Required action: Nothing is to be output except the lines from the one containing "For every instance of the blue" through the end of the material, each reproduced exactly.

Data section:

========================================

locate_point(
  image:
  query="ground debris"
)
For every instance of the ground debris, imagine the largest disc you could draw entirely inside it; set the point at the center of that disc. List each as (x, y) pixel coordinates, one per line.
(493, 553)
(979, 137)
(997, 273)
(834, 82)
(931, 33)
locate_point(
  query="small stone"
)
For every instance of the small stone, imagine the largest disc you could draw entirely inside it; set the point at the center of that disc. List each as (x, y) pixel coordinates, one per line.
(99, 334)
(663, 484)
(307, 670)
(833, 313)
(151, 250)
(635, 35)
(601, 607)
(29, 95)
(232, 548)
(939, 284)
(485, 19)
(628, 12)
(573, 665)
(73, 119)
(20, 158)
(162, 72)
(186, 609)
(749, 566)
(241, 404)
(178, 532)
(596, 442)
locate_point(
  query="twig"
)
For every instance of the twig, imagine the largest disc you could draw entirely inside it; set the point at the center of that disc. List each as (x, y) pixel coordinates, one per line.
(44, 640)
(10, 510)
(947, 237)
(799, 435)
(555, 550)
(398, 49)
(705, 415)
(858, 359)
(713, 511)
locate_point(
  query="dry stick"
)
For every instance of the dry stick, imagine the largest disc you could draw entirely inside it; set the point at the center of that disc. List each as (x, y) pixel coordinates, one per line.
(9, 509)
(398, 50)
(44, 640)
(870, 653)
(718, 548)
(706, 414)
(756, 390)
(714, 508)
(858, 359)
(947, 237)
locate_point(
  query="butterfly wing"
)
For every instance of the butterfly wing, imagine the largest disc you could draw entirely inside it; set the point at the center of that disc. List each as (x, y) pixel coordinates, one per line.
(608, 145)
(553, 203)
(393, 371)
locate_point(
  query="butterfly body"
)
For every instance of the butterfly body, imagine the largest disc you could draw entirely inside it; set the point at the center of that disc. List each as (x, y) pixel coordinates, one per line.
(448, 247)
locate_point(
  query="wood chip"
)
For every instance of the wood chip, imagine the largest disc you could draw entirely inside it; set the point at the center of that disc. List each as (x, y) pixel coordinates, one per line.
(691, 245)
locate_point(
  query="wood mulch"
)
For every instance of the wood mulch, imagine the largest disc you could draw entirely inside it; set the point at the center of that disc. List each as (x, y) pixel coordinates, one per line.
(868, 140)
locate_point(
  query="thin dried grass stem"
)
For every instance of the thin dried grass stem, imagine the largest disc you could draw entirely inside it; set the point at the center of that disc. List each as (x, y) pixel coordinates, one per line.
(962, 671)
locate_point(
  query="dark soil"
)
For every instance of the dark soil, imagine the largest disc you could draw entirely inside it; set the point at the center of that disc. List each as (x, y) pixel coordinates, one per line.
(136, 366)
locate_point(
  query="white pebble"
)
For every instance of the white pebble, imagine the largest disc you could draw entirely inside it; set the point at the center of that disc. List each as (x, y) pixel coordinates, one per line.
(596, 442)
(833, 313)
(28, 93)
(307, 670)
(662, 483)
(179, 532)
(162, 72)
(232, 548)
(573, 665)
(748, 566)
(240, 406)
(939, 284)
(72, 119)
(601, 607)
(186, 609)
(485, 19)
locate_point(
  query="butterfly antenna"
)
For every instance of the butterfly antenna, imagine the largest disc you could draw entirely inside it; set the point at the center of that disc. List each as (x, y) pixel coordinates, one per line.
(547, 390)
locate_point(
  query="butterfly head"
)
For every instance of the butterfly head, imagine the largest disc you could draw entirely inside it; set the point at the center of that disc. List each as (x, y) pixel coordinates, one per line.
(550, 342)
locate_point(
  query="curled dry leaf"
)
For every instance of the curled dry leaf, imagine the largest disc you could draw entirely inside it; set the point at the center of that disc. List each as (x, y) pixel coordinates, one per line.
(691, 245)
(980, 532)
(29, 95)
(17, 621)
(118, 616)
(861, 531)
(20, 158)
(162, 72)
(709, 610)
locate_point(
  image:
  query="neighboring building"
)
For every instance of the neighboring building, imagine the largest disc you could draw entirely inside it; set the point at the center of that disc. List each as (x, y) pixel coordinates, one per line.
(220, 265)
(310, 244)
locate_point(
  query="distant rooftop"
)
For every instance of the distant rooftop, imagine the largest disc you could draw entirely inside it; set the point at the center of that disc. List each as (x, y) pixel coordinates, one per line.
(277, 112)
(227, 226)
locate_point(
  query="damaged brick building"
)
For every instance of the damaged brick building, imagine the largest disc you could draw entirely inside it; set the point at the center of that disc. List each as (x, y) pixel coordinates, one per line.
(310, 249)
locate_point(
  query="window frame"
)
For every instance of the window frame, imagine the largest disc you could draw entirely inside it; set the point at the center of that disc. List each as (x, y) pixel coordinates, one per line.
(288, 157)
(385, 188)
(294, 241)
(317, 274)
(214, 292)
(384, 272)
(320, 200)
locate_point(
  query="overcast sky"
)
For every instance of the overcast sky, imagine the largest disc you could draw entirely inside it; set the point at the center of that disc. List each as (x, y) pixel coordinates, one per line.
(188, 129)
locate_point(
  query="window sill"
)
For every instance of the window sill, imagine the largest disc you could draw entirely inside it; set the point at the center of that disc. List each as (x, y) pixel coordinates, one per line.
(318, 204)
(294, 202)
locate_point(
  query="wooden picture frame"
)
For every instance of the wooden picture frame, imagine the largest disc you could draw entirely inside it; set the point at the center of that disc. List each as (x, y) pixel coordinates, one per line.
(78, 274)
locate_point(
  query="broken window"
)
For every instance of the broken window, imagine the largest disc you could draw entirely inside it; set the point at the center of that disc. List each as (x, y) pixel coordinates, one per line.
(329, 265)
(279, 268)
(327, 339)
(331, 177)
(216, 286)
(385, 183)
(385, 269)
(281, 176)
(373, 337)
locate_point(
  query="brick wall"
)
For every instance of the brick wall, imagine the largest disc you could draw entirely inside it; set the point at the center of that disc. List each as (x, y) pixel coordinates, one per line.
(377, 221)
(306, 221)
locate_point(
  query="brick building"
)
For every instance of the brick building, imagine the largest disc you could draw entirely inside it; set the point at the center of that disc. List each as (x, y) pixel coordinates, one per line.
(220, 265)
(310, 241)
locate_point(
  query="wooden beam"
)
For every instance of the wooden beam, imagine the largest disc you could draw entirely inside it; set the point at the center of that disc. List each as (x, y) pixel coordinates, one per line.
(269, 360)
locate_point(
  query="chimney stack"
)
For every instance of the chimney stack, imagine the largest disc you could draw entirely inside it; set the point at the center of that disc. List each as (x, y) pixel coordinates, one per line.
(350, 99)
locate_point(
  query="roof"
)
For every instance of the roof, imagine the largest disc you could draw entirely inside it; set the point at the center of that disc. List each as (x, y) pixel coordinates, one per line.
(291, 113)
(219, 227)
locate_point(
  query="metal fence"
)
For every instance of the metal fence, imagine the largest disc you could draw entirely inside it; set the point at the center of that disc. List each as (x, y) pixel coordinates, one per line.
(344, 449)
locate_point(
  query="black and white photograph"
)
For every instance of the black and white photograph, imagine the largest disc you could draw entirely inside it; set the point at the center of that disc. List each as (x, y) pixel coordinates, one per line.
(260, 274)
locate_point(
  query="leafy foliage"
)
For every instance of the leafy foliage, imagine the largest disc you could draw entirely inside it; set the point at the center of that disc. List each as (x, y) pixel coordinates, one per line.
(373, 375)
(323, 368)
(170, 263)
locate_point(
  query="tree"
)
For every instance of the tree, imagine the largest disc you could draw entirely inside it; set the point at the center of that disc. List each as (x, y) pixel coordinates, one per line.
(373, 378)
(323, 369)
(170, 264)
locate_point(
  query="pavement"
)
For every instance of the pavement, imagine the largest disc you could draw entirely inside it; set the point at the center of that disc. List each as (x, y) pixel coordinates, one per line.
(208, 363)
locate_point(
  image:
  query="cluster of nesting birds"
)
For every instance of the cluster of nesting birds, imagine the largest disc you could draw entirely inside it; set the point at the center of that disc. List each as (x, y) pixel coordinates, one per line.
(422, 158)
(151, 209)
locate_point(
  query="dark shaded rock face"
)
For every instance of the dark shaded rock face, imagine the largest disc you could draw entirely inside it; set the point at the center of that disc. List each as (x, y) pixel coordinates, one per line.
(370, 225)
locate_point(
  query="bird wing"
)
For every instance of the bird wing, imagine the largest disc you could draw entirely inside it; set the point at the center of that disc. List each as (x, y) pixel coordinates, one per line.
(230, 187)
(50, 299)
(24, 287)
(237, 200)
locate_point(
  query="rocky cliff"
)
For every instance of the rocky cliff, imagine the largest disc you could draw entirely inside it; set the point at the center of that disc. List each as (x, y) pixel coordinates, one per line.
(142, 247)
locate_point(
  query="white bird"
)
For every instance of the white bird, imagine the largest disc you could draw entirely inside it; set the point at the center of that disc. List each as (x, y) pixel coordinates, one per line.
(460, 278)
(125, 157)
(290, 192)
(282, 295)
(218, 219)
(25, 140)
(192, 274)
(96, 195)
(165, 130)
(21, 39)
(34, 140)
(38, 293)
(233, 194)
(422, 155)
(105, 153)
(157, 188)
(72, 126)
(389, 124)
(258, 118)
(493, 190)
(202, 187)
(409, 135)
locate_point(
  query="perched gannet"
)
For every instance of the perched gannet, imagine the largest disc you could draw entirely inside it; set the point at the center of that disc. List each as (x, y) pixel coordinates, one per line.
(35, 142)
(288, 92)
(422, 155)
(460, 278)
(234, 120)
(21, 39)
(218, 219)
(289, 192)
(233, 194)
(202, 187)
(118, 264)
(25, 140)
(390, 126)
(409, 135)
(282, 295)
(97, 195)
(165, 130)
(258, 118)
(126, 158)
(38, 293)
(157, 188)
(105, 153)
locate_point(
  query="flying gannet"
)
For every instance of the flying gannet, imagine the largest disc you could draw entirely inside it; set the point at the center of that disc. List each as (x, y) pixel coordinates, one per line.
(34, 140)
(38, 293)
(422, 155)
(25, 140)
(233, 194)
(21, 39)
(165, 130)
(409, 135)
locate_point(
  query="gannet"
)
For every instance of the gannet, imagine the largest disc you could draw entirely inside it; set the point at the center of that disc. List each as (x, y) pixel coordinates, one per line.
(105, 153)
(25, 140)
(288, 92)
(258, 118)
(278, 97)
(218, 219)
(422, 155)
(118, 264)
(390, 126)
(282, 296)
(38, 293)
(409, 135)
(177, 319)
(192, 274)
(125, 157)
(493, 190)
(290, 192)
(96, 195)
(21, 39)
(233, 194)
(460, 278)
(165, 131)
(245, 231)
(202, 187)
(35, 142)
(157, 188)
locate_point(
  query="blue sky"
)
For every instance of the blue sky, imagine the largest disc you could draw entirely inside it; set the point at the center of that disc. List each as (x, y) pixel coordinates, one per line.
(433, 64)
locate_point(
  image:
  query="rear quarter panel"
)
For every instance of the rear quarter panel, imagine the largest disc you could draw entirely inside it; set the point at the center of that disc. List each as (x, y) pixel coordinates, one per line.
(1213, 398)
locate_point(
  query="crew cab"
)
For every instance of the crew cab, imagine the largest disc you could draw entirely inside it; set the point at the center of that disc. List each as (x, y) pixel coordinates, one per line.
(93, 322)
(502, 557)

========================================

Response area:
For every instance of the blue sky, imagine the largest disc you could draw entirely inside it; set the point at the center of that disc. List each as (x, y) pixel coordinates, one per line.
(433, 64)
locate_point(
  image:
  query="rear quarter panel"
)
For every instance of the rear quarter panel, imagine the largest disc you could draw entirely inside it; set the point at the center of that disc. List each as (x, y) pixel coordinates, one per line.
(1213, 398)
locate_point(
  query="crew cab"
)
For every instance of the crew cab, imagine the largest disc you could draw entirely inside it; set the point at the center of that disc. List each as (x, y) pixel coordinates, one per line.
(93, 322)
(502, 557)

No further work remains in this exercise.